* [Source document]
———

The decreasing amount of groundwater worldwide, especially in places with traditionally high levels, is a significant cause for concern. Winters are also becoming shorter and summers longer, and more water that the ground would have absorbed is now drying up and evaporating faster. All projections point to us needing more water for drinking, generating heat, growing plants, raising animals, and more.
Right now, humans are competing with nature for water. Plants will suffer if they lack water. Trees get dry, becoming a breeding ground for fungi and other organisms that can cause respiratory and other diseases when released into the air.
Reduced species diversity is another major challenge we face as humanity because once a species is lost, it's lost forever. This is seen in the declining rates of aquatic life forms you'll find in one area. Freshwater streams and rivers might seem innocuous, but they are among the most biodiverse habitats on the planet. However, when there is reduced water flow, some species won't survive.
Another cause for concern is the amount of wastewater in rivers and streams going into the groundwater. And while there is the technology that can purify it, the water will still contain toxic residues from pesticides and pharmaceuticals, including microplastics. Over the years, there have been many high-profile cases where industrial runoff poisoned drinking water sources, causing many illnesses to residents.

———

* [Task instructions]
**a)** Answer these questions from the text on water shortages:
(i) What do dry trees become a breeding ground for?
(ii) Which habitats does the text call among the most biodiverse on the planet?
(iii) What residues does purified wastewater still contain?
**b)** Write the next paragraph of the text on water shortages, picking up after its final sentence.

———

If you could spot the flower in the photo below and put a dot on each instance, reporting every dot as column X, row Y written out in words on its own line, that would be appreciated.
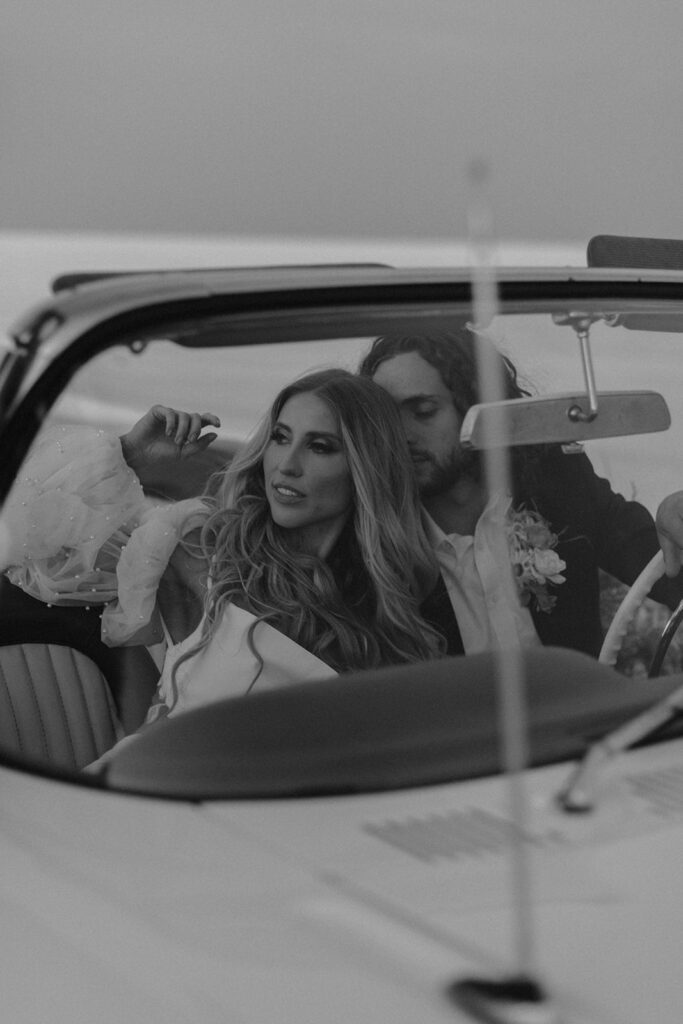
column 535, row 563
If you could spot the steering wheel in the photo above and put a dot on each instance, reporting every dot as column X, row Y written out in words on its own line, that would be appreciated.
column 627, row 610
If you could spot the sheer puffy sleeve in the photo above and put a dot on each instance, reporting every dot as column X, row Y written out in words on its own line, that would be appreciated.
column 78, row 528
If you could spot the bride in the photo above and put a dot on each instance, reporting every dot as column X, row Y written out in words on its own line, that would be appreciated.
column 303, row 558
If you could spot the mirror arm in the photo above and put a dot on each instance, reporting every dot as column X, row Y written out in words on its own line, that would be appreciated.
column 577, row 414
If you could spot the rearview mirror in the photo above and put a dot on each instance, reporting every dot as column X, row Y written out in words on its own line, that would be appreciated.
column 559, row 419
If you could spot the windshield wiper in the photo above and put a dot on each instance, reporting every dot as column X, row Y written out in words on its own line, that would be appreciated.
column 580, row 792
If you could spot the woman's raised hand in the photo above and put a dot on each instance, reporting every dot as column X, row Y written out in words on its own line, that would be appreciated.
column 166, row 434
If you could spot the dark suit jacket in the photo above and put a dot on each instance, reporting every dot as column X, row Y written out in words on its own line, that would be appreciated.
column 597, row 528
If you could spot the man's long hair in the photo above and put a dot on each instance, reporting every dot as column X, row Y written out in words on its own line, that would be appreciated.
column 358, row 608
column 453, row 353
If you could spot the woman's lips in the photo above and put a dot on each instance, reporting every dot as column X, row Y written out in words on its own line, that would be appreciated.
column 284, row 493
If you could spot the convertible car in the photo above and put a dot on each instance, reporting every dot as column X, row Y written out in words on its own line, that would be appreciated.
column 473, row 838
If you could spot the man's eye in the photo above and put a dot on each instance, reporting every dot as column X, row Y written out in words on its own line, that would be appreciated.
column 424, row 412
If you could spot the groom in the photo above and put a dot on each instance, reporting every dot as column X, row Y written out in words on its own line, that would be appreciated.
column 559, row 506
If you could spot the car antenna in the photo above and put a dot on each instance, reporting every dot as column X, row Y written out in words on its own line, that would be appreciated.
column 519, row 997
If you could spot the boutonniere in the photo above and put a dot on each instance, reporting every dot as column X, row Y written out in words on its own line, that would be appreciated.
column 536, row 564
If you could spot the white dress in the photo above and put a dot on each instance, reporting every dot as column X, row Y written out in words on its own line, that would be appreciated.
column 78, row 529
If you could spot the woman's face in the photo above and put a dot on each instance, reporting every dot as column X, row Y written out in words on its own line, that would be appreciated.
column 306, row 474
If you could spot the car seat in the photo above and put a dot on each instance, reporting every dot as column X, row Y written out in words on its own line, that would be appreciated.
column 65, row 696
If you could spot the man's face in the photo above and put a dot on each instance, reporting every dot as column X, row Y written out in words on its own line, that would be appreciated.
column 431, row 421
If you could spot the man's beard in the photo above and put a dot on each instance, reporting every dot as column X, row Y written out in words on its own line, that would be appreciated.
column 437, row 477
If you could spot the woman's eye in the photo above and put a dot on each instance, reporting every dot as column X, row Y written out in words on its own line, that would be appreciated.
column 322, row 448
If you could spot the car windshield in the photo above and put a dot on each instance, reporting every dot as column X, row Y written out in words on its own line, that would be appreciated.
column 233, row 367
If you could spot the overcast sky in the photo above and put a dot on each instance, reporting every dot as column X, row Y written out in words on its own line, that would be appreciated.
column 341, row 117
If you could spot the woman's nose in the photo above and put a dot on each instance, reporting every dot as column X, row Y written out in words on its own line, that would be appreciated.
column 290, row 463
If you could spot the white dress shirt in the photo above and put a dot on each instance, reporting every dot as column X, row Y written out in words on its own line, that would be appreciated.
column 478, row 577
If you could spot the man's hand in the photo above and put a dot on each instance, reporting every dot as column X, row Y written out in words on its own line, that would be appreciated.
column 670, row 530
column 166, row 434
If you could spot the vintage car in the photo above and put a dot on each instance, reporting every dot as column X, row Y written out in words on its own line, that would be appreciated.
column 473, row 838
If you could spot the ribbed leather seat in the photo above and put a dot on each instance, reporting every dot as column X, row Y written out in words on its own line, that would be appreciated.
column 55, row 706
column 65, row 697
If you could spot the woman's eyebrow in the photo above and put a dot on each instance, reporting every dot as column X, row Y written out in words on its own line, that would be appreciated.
column 311, row 433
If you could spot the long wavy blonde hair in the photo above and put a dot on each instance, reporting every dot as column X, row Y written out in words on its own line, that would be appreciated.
column 359, row 607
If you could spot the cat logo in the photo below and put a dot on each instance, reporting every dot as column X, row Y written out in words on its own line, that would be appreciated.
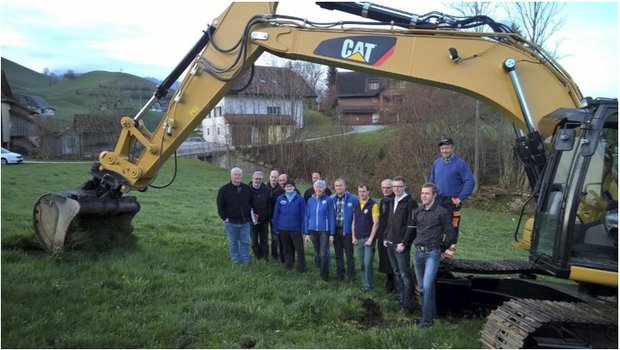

———

* [Results by task]
**a)**
(i) Fungi and other organisms that can cause respiratory and other diseases when released into the air.
(ii) Freshwater streams and rivers.
(iii) Toxic residues from pesticides and pharmaceuticals, including microplastics.

**b)**
Another unexpected effect of water drying up is that it will compromise the soil. Tree roots are not getting the same amount of water, causing them to die. Dead and dry forests will also affect animals - they lose their habitat and add to the dropping biodiversity levels. Building structural integrity is now compromised because the ground is dryer. Foundations may no longer be stable when the soil used to be moist and compact; now, it is dry and cracked in many areas.
As the planet continues to dry out, it is losing many natural beaches and sights that people used to enjoy. As mentioned in the first part, mass migration will be inevitable as people desperately find other places to live. And finally, earthquakes will become more devastating because the soil is dryer, more brittle and easier to break apart and shake.
Solutions must be found as soon as possible because the chilling answer to the question: What happens when our water dries up?, is that it can't guarantee man's survival.